### 数据行 ###
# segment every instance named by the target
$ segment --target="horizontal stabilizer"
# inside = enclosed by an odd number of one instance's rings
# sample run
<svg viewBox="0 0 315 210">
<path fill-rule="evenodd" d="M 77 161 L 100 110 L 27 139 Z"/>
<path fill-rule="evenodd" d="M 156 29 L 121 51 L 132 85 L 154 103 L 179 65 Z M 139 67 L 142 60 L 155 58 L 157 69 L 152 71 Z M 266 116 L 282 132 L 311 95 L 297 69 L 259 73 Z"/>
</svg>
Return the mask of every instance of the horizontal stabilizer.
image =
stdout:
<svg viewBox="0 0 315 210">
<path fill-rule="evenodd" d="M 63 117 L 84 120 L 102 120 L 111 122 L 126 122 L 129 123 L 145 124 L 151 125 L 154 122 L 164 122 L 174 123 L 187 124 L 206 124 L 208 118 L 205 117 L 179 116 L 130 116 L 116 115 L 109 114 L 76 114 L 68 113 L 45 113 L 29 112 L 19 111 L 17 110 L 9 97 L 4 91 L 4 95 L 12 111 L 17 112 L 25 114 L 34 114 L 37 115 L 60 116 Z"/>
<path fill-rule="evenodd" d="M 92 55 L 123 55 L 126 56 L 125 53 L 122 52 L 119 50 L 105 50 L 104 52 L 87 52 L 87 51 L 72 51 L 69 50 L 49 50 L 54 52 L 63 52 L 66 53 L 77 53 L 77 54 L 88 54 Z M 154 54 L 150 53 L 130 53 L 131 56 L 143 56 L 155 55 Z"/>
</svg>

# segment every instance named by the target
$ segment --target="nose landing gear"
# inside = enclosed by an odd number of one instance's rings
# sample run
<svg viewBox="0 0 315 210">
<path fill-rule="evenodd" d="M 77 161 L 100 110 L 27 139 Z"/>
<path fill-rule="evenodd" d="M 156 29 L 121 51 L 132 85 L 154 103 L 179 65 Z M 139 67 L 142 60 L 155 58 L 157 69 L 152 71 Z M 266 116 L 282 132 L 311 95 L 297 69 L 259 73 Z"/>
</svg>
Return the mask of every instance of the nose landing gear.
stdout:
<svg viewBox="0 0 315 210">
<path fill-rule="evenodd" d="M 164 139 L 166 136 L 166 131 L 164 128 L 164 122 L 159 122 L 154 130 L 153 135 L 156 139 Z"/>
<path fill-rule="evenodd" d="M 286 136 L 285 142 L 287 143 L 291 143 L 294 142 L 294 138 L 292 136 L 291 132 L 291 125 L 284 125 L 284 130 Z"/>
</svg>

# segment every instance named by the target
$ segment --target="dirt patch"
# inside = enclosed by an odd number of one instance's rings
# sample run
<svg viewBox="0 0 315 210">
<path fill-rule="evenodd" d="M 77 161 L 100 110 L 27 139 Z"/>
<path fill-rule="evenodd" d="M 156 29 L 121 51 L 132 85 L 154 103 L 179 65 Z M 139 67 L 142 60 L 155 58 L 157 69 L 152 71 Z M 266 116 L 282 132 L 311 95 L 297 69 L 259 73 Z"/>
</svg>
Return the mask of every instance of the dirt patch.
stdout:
###
练习说明: 请把上面的行改写成一个 JSON 字符串列表，从第一行开始，到包含“63 117 L 84”的那一行结束（首尾两行都算在内），每行对应一个字符串，空行略去。

参考答案:
[
  "# segment every instance named by the target",
  "$ segment --target=\"horizontal stabilizer\"",
  "# inside = enclosed by an odd number of one instance's rings",
  "# sample run",
  "<svg viewBox=\"0 0 315 210\">",
  "<path fill-rule=\"evenodd\" d=\"M 77 161 L 100 110 L 27 139 Z\"/>",
  "<path fill-rule=\"evenodd\" d=\"M 156 29 L 121 51 L 132 85 L 154 103 L 179 65 Z M 139 67 L 142 60 L 155 58 L 157 69 L 152 71 Z M 266 116 L 282 132 L 311 95 L 297 69 L 259 73 Z\"/>",
  "</svg>",
  "Return the mask of every instance of the horizontal stabilizer.",
  "image =",
  "stdout:",
  "<svg viewBox=\"0 0 315 210\">",
  "<path fill-rule=\"evenodd\" d=\"M 63 117 L 84 120 L 102 120 L 111 122 L 126 122 L 129 123 L 145 124 L 151 125 L 154 122 L 164 122 L 174 123 L 187 124 L 206 124 L 208 118 L 205 117 L 179 116 L 130 116 L 116 115 L 109 114 L 76 114 L 68 113 L 45 113 L 29 112 L 19 111 L 17 110 L 9 97 L 4 91 L 4 95 L 12 111 L 17 112 L 25 114 L 34 114 L 37 115 L 60 116 Z\"/>"
]